● **What you have to do**: Could you update the data below by replacing "marching student" with "parading student" everywhere and keeping everything else unchanged?

[Start Task input]

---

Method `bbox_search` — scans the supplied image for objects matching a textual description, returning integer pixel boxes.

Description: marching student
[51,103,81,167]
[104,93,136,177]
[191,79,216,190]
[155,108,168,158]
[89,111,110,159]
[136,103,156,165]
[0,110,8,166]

[End Task input]

● **Answer**:
---

Method `bbox_search` — scans the supplied image for objects matching a textual description, returning integer pixel boxes.

Description: parading student
[51,103,81,167]
[104,93,136,177]
[191,79,216,190]
[155,108,168,158]
[89,111,110,159]
[136,103,156,165]
[0,110,8,166]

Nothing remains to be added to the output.